In an embodiment, die reflector device includes first and second reflectors. The first reflector is adapted to be coupled to a light source device and has a first reflector surface extending from a first peripheral portion to a first aperture, wherein the first aperture is concentric about an axis. In such a manner, the first reflector produces a first light beam from the light source device. The second reflector is adapted to be removably coupled to the first reflector and has a second reflector surface different than the first reflector surface. The second reflector surface extends from a second peripheral portion to a second aperture, and the second aperture is concentric about the axis. When coupled to the light source device, the second reflector produces a second light beam different than the first light beam.

In another illustrative embodiment, a lighting device includes a head portion including a light source. A first reflector is adapted to be disposed in the head portion, and has a first reflector surface extending from a first peripheral portion to a first aperture and is adapted to produce a first light beam with the light source. The first aperture is concentric about an axis and adapted to receive the light source. A second reflector is adapted to be overlaid onto the first reflector, and has a second reflector surface different from the first reflector surface and is thus adapted to produce a second light beam with the light source. The second reflector surface extends from a second peripheral portion to a second aperture, and the second aperture is concentric about the axis and adapted to receive the light source. Additionally a bezel is adapted to couple to the head portion.

________________

Request 1:
Answer these about the reflector passage:
(a) In the first embodiment, what is the second reflector adapted to be removably coupled to?
(b) In the lighting device, what does the head portion include?
(c) What is the bezel adapted to couple to?
Request 2:
Please extract from the reflector passage the part that opens with the words containing "In an embodiment, die" and closes with "first light beam.".
Rely only on the reflector passage when working on this.

(Records of labeled points)
________________

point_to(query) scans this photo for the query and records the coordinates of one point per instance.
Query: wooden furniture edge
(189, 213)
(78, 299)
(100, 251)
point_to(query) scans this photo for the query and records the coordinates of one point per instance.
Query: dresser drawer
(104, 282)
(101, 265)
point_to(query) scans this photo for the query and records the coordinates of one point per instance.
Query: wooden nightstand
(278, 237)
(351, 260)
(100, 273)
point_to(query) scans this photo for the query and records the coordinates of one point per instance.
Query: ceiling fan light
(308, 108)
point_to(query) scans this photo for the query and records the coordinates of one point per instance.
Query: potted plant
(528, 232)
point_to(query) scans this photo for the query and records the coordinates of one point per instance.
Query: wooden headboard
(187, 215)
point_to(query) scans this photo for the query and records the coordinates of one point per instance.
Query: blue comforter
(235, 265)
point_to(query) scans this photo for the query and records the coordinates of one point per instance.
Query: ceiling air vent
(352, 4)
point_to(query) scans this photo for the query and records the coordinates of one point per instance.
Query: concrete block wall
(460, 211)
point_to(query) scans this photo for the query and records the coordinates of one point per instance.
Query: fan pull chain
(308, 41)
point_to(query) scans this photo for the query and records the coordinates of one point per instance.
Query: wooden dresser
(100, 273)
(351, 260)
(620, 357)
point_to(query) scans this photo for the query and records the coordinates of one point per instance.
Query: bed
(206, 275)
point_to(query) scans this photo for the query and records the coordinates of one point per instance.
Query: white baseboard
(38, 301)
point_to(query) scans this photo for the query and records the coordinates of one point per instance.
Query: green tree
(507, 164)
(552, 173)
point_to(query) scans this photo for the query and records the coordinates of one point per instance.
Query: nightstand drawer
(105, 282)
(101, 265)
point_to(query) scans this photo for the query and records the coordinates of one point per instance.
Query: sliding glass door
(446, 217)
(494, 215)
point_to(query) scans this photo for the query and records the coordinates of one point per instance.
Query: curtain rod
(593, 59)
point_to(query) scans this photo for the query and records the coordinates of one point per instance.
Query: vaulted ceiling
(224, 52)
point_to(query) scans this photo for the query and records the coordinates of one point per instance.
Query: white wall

________________

Full output 1:
(a) The first reflector.
(b) A light source.
(c) The head portion.

Full output 2:
In an embodiment, die reflector device includes first and second reflectors. The first reflector is adapted to be coupled to a light source device and has a first reflector surface extending from a first peripheral portion to a first aperture, wherein the first aperture is concentric about an axis. In such a manner, the first reflector produces a first light beam from the light source device. The second reflector is adapted to be removably coupled to the first reflector and has a second reflector surface different than the first reflector surface. The second reflector surface extends from a second peripheral portion to a second aperture, and the second aperture is concentric about the axis. When coupled to the light source device, the second reflector produces a second light beam different than the first light beam.